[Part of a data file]
** begin **
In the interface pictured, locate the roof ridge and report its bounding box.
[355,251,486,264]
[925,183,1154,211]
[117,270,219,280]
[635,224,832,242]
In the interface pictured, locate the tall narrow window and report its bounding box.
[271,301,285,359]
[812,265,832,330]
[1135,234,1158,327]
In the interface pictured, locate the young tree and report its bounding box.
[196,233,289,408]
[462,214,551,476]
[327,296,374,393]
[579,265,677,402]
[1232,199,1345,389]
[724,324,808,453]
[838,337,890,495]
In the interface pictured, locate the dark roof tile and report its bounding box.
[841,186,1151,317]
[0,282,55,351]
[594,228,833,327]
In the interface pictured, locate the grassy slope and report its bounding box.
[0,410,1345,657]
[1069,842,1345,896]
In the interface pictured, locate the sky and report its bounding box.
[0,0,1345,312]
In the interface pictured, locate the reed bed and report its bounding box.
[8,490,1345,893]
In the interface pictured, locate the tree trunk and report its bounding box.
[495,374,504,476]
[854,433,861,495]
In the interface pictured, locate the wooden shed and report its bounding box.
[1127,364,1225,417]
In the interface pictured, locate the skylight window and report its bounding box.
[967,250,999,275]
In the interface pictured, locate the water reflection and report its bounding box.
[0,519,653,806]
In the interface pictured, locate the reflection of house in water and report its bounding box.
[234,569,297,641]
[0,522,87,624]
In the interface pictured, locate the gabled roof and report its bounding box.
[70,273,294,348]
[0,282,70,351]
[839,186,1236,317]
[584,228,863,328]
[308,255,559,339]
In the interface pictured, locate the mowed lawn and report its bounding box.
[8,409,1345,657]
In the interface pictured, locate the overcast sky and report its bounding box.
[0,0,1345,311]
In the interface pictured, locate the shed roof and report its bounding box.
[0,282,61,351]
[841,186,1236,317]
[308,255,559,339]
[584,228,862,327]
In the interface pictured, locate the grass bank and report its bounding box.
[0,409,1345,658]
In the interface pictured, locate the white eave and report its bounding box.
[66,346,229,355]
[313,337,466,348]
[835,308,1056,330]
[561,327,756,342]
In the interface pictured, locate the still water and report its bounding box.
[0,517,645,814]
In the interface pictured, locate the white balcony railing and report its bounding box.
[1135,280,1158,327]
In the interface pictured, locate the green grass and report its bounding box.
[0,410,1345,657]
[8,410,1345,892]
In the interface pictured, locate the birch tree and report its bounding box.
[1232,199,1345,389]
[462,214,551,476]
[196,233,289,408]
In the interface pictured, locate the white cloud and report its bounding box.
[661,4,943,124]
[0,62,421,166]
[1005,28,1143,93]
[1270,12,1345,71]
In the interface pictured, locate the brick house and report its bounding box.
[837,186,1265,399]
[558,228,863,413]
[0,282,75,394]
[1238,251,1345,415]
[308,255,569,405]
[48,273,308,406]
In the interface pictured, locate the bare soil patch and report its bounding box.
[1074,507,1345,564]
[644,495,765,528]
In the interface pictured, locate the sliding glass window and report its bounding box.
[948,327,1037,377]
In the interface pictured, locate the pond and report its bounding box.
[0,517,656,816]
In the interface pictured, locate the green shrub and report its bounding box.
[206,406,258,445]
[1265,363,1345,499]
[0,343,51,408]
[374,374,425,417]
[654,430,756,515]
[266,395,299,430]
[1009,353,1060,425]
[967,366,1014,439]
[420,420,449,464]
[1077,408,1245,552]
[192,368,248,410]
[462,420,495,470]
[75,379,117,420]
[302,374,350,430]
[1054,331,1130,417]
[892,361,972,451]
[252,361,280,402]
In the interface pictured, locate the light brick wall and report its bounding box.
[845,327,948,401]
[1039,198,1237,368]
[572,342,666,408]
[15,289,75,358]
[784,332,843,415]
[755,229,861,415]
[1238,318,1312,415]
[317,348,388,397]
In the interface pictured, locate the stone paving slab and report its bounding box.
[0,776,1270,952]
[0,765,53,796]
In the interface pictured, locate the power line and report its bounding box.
** end **
Reproduce all of the data above word for word.

WORKED ANSWER:
In the interface pictured, locate the roof ridge and report its bounding box.
[355,251,486,264]
[925,183,1154,211]
[117,270,219,280]
[635,224,832,242]
In the interface pictured, locate the tall narrow window and report its bounding box.
[271,301,285,359]
[812,265,832,330]
[1135,234,1158,327]
In the interface pictured, locate the young tree and report its bounding box.
[196,233,289,408]
[462,214,551,476]
[327,296,374,393]
[579,265,677,402]
[1232,199,1345,389]
[724,324,808,453]
[838,337,890,495]
In the interface pictured, locate the dark roof tile and report its bounding box.
[841,186,1151,317]
[0,282,55,351]
[594,228,833,327]
In the interface pictured, locate the grassy slope and report its bounding box.
[0,410,1345,657]
[1069,842,1345,896]
In the interface pictured, locate the sky and report its bounding box.
[0,0,1345,312]
In the interface pictured, locate the reed bed and report its bounding box.
[8,490,1345,893]
In the interface pictured, locate the tree trunk and report its bounding box.
[495,374,504,476]
[854,433,861,495]
In the interface pictured, locate the wooden shed and report its bounding box.
[1127,364,1225,417]
In the interface pictured, locate the skylight window and report its bounding box.
[967,250,999,275]
In the interface pictured, locate the water reflection and report its bounding box.
[0,519,653,806]
In the interface pictured, locate the reflection of house in water and report its bounding box.
[234,569,297,641]
[0,522,87,624]
In the interface pictured, locate the gabled roof and report its bounding box.
[70,273,294,348]
[0,282,70,351]
[839,186,1236,317]
[584,228,863,328]
[308,255,559,339]
In the interface pictured, locate the mowed lawn and report its bounding box.
[8,409,1345,657]
In the interface pictured, locate the overcast sky and report its bounding box.
[0,0,1345,311]
In the interface pictured, locate the shed roof and report its bounding box.
[0,282,61,351]
[841,186,1236,317]
[308,255,559,339]
[584,228,862,327]
In the interface pictured, locate the grass bank and report its bounding box.
[0,409,1345,658]
In the interface pictured, locate the white eave and report its bounding box.
[66,346,229,355]
[313,337,466,348]
[835,308,1056,330]
[561,327,756,342]
In the interface pictured, locate the still water and report its bounding box.
[0,517,645,814]
In the interface pictured, locate the white balcony railing and report its bounding box.
[1135,280,1158,327]
In the interface pictured, locate the green grass and report its bounding box.
[0,410,1345,657]
[8,410,1345,892]
In the interface pictured, locate the birch tree and report its bounding box.
[1232,199,1345,389]
[462,214,551,476]
[196,233,289,408]
In the interface pictured, locate the white cloud and report its bounding box.
[661,4,943,124]
[0,62,421,166]
[1005,28,1143,93]
[1270,12,1345,71]
In the interface pictured, locate the brick house and report its bounding box.
[837,186,1265,399]
[558,228,863,413]
[0,282,75,394]
[1238,251,1345,415]
[308,255,569,405]
[48,273,308,406]
In the interface pictured, locate the bare soil patch and report its bounding box.
[1074,507,1345,564]
[644,495,765,528]
In the interface pictured, locate the sliding glass window and report its bounding box.
[948,327,1037,377]
In the interface pictured, locate the pond and report its bounding box.
[0,517,656,816]
In the interface pictured, locate the green shrub and report its bounding box.
[206,406,258,445]
[1265,363,1345,499]
[0,343,51,408]
[374,374,425,417]
[654,430,756,515]
[266,395,299,430]
[1009,353,1060,425]
[967,366,1014,439]
[420,420,449,464]
[1077,408,1245,552]
[192,368,248,410]
[462,420,495,470]
[75,379,117,420]
[302,374,350,430]
[1054,331,1130,417]
[892,361,972,451]
[252,361,280,402]
In the interface pictured, locate the light brick wall and report its bounding box.
[845,327,948,401]
[1039,198,1237,368]
[572,342,666,408]
[15,289,75,358]
[784,332,843,415]
[755,229,861,415]
[1238,318,1312,415]
[317,348,388,397]
In the interface pictured, locate the stone paving slab and report its bounding box.
[0,776,1270,952]
[0,765,53,796]
In the interface pictured, locate the power line and report its bounding box.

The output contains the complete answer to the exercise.